[INSTRUCCIONES]:
[1] En el texto sobre la corrida de toros en Ceuta, ¿qué precio dijo Mabel Deu que tendría la idea?
[2] Imprime del texto sobre la corrida de toros en Ceuta el fragmento que abre con las palabras que contienen "Resucitar una tradición" y cierra con "es cultura, Mabel.".

[TEXTO]:
***
Resucitar una tradición muerta por inanición, que además supone la muerte gratuita de un animal previo pago de una entrada, es además de cruel innecesario. Una fuerte maquinaria empresarial, anclada en la tradición latifundista andaluza, mantiene vivo un espectáculo despreciado por la gente civilizada de todo el mundo, pero que en Ceuta, además, se piensa pagar con dinero público. Con mi dinero piensan sufragar la muerte lenta de un animal drogado y torturado por un tipo vestido con unas mallas rosas con bordados de oro. Soy consciente de la belleza del espectáculo, de la fuerza de un arte primigenio y salvaje. Pero la muerte de un ser vivo es un precio inconcebible para cualquier tradición y mucho menos para un espectáculo. Y mucho menos aún con dinero público y, como estocada, con presupuestos destinados a la cultura. La muerte no es cultura, Mabel.

No hay que olvidar que la propuesta llega desde la Consejería de Cultura, lo cual resulta obsceno en el erial cultural que es Ceuta. Una ciudad que apenas disfruta de una docena de espectáculos teatrales de medio pelo y un puñado de conciertos concentrados en un par de semanas de verano no puede permitirse la inmoralidad económica y ecológica de sufragar con dinero público una corrida de toros haciéndola pasar por cultura. Y si obsceno resulta el planteamiento, la explicación resulta ridícula. Y es que según explicó Mabel Deu, lo atractivo de la idea es su precio, entre los 20.000 y los 40.000 euros, un precio asequible. Entre 20.000 y 40.000 euros. ¿Asequible? No para los seis toros que van a morir. Un solo céntimo de dinero público destinado a matar un ser vivo ya debería ser, al menos, motivo para una condena de inhabilitación.

Me entrarían ganas de vomitar si una iniciativa privada organiza una corrida de toros en Ceuta por su cuenta y riesgo... pero habría de aguantarme. Lamentablemente no están prohibidas. Pero si es cierto que somos las personas civilizadas que decimos ser, no podemos, no debemos, permitir que vuelvan a matar toros para divertirse. Y menos con nuestro dinero.
***
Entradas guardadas
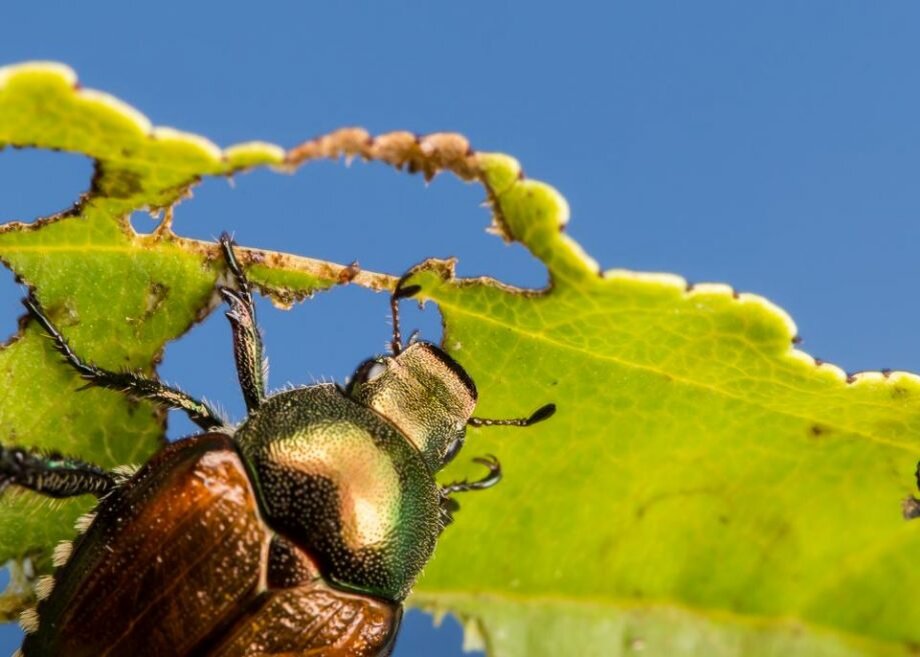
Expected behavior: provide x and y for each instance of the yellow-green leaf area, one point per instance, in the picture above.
(704, 488)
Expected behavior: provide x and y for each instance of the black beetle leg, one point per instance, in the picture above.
(247, 343)
(51, 474)
(911, 506)
(449, 506)
(131, 384)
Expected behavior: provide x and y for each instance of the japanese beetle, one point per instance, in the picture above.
(298, 532)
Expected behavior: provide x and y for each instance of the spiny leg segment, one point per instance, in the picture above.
(52, 475)
(129, 383)
(449, 505)
(247, 343)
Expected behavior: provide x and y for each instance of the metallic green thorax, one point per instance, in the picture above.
(346, 485)
(349, 474)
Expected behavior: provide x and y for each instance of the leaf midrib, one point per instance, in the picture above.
(546, 339)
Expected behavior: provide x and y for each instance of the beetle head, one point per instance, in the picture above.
(425, 393)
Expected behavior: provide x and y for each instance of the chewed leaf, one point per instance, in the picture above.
(119, 296)
(704, 488)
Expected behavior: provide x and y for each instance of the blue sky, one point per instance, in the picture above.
(773, 146)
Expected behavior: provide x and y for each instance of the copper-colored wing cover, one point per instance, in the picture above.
(179, 562)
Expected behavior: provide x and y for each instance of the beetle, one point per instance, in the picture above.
(298, 532)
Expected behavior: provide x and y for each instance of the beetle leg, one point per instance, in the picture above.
(911, 506)
(449, 505)
(493, 477)
(52, 475)
(129, 383)
(247, 343)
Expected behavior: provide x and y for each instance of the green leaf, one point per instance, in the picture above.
(119, 296)
(704, 488)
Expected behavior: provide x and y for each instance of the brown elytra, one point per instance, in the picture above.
(179, 562)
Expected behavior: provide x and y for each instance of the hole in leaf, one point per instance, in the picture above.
(321, 339)
(420, 636)
(386, 220)
(38, 183)
(143, 221)
(10, 294)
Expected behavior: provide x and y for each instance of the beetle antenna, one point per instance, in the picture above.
(542, 413)
(400, 292)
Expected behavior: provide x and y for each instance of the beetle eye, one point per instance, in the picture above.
***
[RESPUESTAS POR TAREA]:
[1] Entre 20.000 y 40.000 euros.

[2]
Resucitar una tradición muerta por inanición, que además supone la muerte gratuita de un animal previo pago de una entrada, es además de cruel innecesario. Una fuerte maquinaria empresarial, anclada en la tradición latifundista andaluza, mantiene vivo un espectáculo despreciado por la gente civilizada de todo el mundo, pero que en Ceuta, además, se piensa pagar con dinero público. Con mi dinero piensan sufragar la muerte lenta de un animal drogado y torturado por un tipo vestido con unas mallas rosas con bordados de oro. Soy consciente de la belleza del espectáculo, de la fuerza de un arte primigenio y salvaje. Pero la muerte de un ser vivo es un precio inconcebible para cualquier tradición y mucho menos para un espectáculo. Y mucho menos aún con dinero público y, como estocada, con presupuestos destinados a la cultura. La muerte no es cultura, Mabel.